GOAL:
Update the records below by changing every "wooden fence picket" to "metal railing post" and keeping everything else the same. Leave the pictures out of your answer.

[START GIVEN DATA]

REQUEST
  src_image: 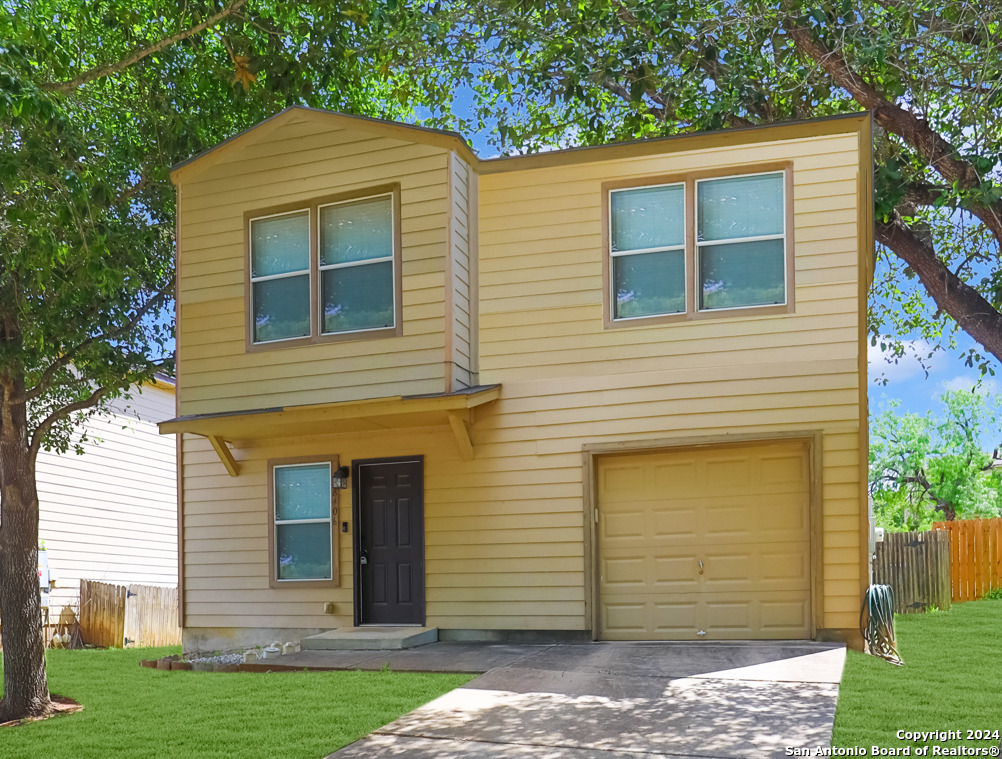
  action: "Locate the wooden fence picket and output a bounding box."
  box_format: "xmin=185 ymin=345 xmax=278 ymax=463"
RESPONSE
xmin=80 ymin=580 xmax=181 ymax=648
xmin=874 ymin=532 xmax=951 ymax=614
xmin=933 ymin=517 xmax=1002 ymax=601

[END GIVEN DATA]

EXPECTED ANSWER:
REQUEST
  src_image: 
  action: "Locate the metal railing post and output a bounding box."
  box_format: "xmin=185 ymin=345 xmax=278 ymax=463"
RESPONSE
xmin=80 ymin=580 xmax=181 ymax=648
xmin=874 ymin=532 xmax=951 ymax=614
xmin=933 ymin=517 xmax=1002 ymax=601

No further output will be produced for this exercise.